* **Document text**
>>>

The -p option and the general information in this section is also applicable to almost any OpenAFS process. It is possible to investigate and adjust the other processes in the same way, although for processes besides the fileserver it may not matter so much.

-busyat <limit>

Related to the -p option and the notion of "calls waiting" is the -busyat option. This option says that when the number of "calls waiting" is over a certain point the fileserver will tell the client to stop waiting for a response and to instead try a different fileserver (or to retry the request at the same fileserver, if no other fileservers are available).

If you record "calls waiting" information and you find that your site sees very bursty "calls waiting" spikes, it may be useful to raise the -busyat option. With a higher -busyat, more clients will wait (versus timing out) for the fileserver to respond.

However, if you notice that as soon as a fileserver starts to log "calls waiting" it does not recover for a long period of time, it may be worth it to reduce the -busyat value. Clients will then not wait for a particular fileserver to respond when that fileserver will not respond in a timely manner.

-cb <number of callbacks>

This option specifies how many "callback promises" the fileserver will keep track of in memory. If the number of callback promises required exceeds this number, the fileserver will prematurely break some callbacks to free up memory.

If you don't know what a "callback promise" is, read on. Every time a client accesses a file on a fileserver, the fileserver must remember that that client has accessed that file and that the client possibly has the file contents cached. With this knowledge, the fileserver can (and must for correct operation) inform such clients if the file ever changes. The client can then request a new copy of the changed file.

How callback promises are kept and for how long is not currently tunable and is more complicated to explain, and so will not be covered here.

<<<

Extend the OpenAFS fileserver tuning notes, picking up after their last sentence and keeping the same style.

* **Supplied records**

>>>

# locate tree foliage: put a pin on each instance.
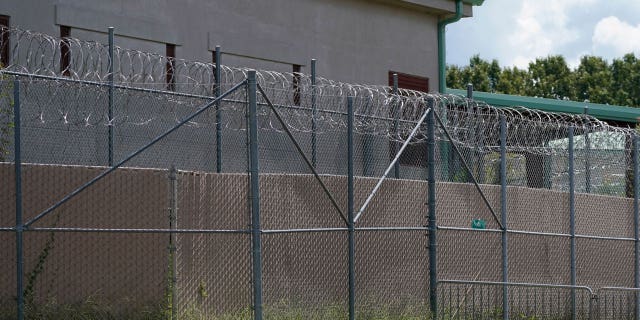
(594, 79)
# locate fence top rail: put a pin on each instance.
(474, 124)
(618, 289)
(518, 284)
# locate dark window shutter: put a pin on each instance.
(416, 153)
(4, 40)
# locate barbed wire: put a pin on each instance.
(78, 78)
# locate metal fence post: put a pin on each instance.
(173, 224)
(587, 157)
(431, 198)
(572, 219)
(636, 224)
(254, 172)
(314, 115)
(503, 208)
(218, 112)
(396, 124)
(18, 185)
(111, 90)
(350, 195)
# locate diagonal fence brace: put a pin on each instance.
(309, 163)
(466, 167)
(392, 164)
(132, 155)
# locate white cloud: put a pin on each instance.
(615, 37)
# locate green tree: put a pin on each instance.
(513, 81)
(552, 78)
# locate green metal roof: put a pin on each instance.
(600, 111)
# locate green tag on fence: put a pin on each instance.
(478, 224)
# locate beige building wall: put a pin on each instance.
(213, 266)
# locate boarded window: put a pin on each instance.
(296, 84)
(4, 40)
(171, 60)
(416, 152)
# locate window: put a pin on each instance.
(415, 154)
(65, 51)
(4, 40)
(297, 69)
(171, 60)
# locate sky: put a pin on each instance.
(516, 32)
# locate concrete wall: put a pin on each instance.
(130, 269)
(354, 41)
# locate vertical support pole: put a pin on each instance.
(173, 224)
(572, 219)
(111, 90)
(396, 124)
(350, 196)
(587, 157)
(503, 209)
(19, 222)
(218, 112)
(636, 224)
(314, 116)
(431, 183)
(254, 172)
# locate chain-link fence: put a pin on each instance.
(226, 193)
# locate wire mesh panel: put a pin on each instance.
(60, 278)
(305, 275)
(162, 235)
(617, 303)
(8, 276)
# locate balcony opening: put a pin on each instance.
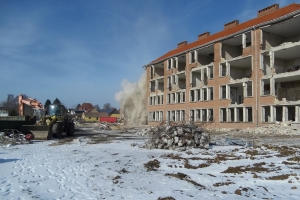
(205, 55)
(181, 81)
(236, 93)
(223, 115)
(223, 69)
(205, 94)
(266, 113)
(231, 115)
(265, 86)
(211, 72)
(286, 31)
(278, 110)
(249, 114)
(181, 62)
(152, 86)
(232, 48)
(289, 91)
(240, 114)
(210, 115)
(223, 91)
(241, 68)
(196, 78)
(291, 113)
(266, 65)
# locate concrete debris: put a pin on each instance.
(103, 126)
(230, 141)
(176, 137)
(278, 128)
(13, 137)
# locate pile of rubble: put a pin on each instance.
(279, 128)
(13, 137)
(176, 137)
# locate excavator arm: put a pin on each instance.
(35, 104)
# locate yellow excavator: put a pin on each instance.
(58, 120)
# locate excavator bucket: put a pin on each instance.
(40, 132)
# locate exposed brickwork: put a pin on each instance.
(226, 59)
(267, 10)
(203, 35)
(182, 44)
(231, 24)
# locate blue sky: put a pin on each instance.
(80, 51)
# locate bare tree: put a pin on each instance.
(97, 107)
(107, 105)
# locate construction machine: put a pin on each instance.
(57, 121)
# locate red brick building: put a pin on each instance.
(244, 76)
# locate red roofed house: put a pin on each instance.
(244, 76)
(86, 107)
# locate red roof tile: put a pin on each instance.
(248, 24)
(86, 107)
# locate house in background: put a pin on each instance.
(3, 112)
(112, 112)
(247, 75)
(93, 116)
(86, 107)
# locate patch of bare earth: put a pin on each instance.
(279, 177)
(166, 198)
(152, 165)
(257, 167)
(185, 177)
(99, 140)
(62, 141)
(223, 183)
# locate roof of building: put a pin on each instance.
(268, 18)
(91, 114)
(109, 110)
(4, 108)
(86, 107)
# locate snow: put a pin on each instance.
(114, 168)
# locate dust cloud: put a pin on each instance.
(132, 98)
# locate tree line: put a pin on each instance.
(11, 104)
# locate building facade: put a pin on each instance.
(247, 75)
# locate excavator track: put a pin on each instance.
(39, 132)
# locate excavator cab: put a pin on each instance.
(56, 122)
(57, 110)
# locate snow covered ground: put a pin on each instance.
(111, 165)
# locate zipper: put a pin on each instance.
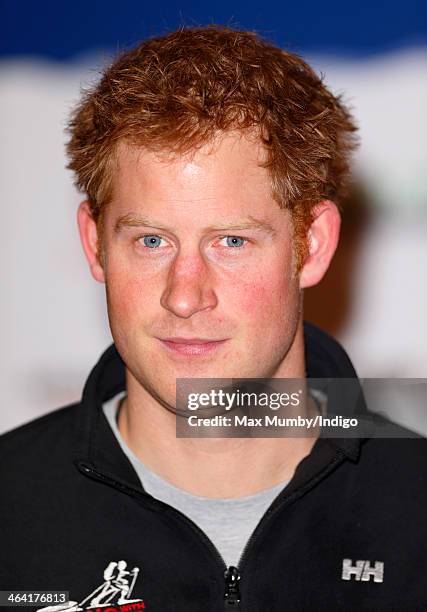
(232, 575)
(232, 591)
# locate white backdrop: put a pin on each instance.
(53, 317)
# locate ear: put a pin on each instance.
(89, 238)
(322, 237)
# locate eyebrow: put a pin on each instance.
(251, 223)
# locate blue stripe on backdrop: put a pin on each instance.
(62, 30)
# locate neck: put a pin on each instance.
(211, 467)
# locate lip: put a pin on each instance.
(192, 346)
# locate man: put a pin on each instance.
(212, 164)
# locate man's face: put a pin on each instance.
(199, 267)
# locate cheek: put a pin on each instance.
(127, 295)
(263, 298)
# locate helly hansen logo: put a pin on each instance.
(362, 570)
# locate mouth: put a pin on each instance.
(192, 346)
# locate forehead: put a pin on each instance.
(225, 177)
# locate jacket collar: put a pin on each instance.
(97, 445)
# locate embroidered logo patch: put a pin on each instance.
(362, 570)
(112, 595)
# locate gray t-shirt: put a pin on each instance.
(228, 523)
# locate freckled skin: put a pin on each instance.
(194, 284)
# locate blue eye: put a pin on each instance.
(152, 241)
(235, 241)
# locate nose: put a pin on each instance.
(189, 287)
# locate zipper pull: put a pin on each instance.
(232, 591)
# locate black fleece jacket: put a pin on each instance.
(348, 533)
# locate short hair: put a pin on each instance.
(178, 91)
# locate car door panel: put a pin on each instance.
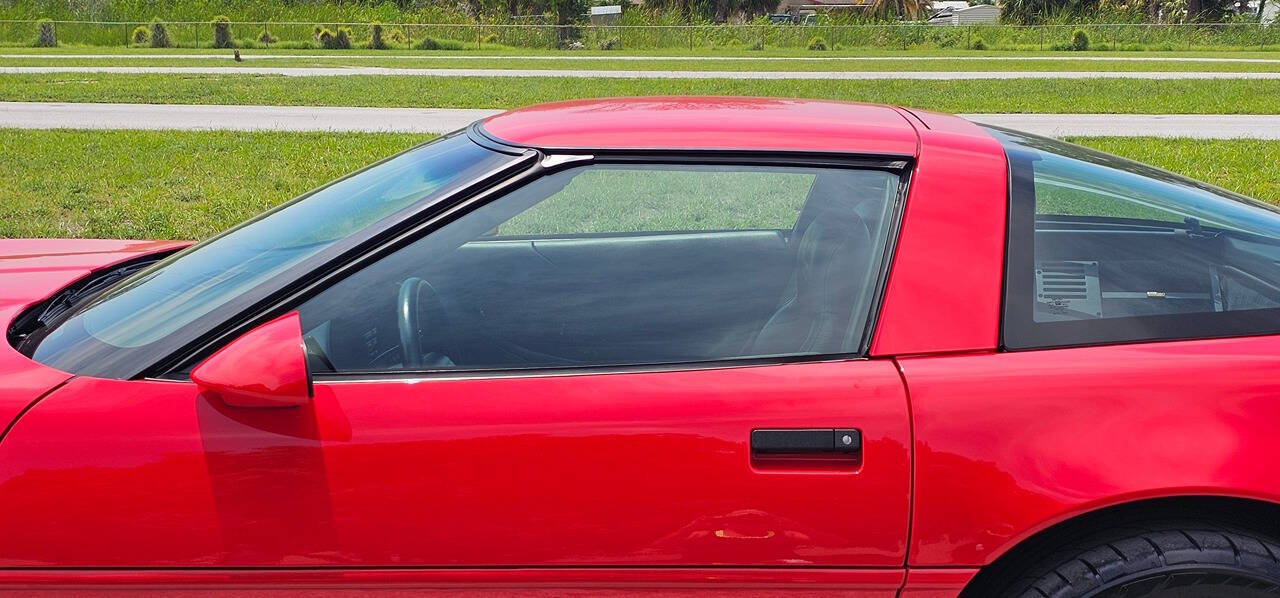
(620, 469)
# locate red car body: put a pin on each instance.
(632, 480)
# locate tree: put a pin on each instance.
(904, 9)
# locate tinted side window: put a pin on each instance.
(1106, 250)
(622, 264)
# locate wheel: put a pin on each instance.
(1159, 561)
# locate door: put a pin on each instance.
(615, 365)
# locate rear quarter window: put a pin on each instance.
(1105, 250)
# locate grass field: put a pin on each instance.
(679, 53)
(658, 63)
(1120, 96)
(191, 185)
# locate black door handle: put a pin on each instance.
(807, 441)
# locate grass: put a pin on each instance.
(1119, 96)
(165, 185)
(711, 63)
(191, 185)
(497, 50)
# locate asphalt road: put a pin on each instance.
(649, 74)
(439, 121)
(248, 55)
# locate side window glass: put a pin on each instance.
(1105, 250)
(622, 265)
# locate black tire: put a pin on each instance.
(1159, 561)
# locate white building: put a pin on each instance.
(982, 13)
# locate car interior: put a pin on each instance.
(1089, 268)
(469, 296)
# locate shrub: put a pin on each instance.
(46, 36)
(223, 32)
(433, 44)
(342, 39)
(375, 37)
(159, 35)
(1079, 40)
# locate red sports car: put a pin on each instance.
(664, 343)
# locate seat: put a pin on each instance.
(832, 240)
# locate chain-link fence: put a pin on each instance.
(460, 36)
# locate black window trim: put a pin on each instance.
(1020, 332)
(547, 163)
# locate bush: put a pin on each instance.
(433, 44)
(46, 36)
(223, 32)
(159, 35)
(375, 37)
(342, 39)
(1079, 40)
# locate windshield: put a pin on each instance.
(147, 313)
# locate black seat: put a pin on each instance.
(832, 242)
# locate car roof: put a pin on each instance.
(708, 123)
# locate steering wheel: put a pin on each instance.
(417, 297)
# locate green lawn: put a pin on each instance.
(488, 50)
(1120, 96)
(805, 64)
(191, 185)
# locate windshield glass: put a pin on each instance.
(165, 300)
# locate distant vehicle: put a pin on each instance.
(794, 18)
(664, 343)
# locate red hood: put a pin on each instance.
(30, 272)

<<<

* **Output**
In order to determine if you need to raise the number of callbacks, you can try to determine if the fileserver has ever run out of callback space. Currently (as of OpenAFS 1.6.2), the only way to see this is by running, for a fileserver running on 192.0.2.1:

        $ xstat_fs_test 192.0.2.1 -collID 3 -onceonly
        Starting up the xstat_fs service, no debugging, one-shot operation
        ------------------------------------------------------------
                                   201 DeleteFiles
                                 10140 DeleteCallBacks
                                  1119 BreakCallBacks
                                177433 AddCallBack
                                         0 GotSomeSpaces
                                        80 DeleteAllCallBacks
                                   136 nFEs
                                   186 nCBs
                                 64000 nblks
                                  4071 CBsTimedOut
                                         0 nbreakers
                                         0 GSS1
                                         0 GSS2
                                         0 GSS3
                                         0 GSS4
                                         0 GSS5

If the number next to "GotSomeSpaces" or any of the "GSS*" fields is greater than 0, then the fileserver ran out of callback space and had to prematurely revoke callback promises from clients in order to free up space. This does not affect cache coherence or data correctness; but this can impact performance -- for the clients who had their callbacks prematurely revoked, these clients will now need to contact the fileserver again before using any of those files. If those files were actively being used by the client, this can cause more load on the fileserver, and file access on that client will appear slower (since the client had to hit the network for the file, and could not use its local cached copy).

Also of note are the nFEs, nCBs, and nblks fields. The "nblks" field should be the same as the current -cb option. If nFEs or nCBs ever exceeds nblks, that is when the fileserver runs out of callbacks. So if you see nFEs or nCBs start to get close to the "nblks" parameter, that may be cause for concern. Unfortunately, current releases of OpenAFS (as of 1.6.2) do not record a high-water-mark statistic for these values. So, the only way to track if you are getting close to the limit is to periodically run the above xstat_fs_test command. It is also possible to run xstat_fs_test easily on an ongoing basis; see the documentation for xstat_fs_test for more information, or look at the xstat library for creating your own statistics gathering tooling.

So, if you see the GotSomeSpaces counter rise, or you see nFEs/nCBs get too close to nblks, it may be appropriate to raise the -cb argument to the fileserver. The only downside to raising this option is the increased memory usage. But the memory usage increase is quite small, about 64 bytes per -cb, as of OpenAFS 1.6.2. In larger sites, -cb options in the millions are not that uncommon.

In future versions of OpenAFS, the fileserver will also log a message in FileLog when it runs out of callback space (gerrit 6334). However, this behavior has not yet made it to current stable releases of OpenAFS (as of 1.6.2).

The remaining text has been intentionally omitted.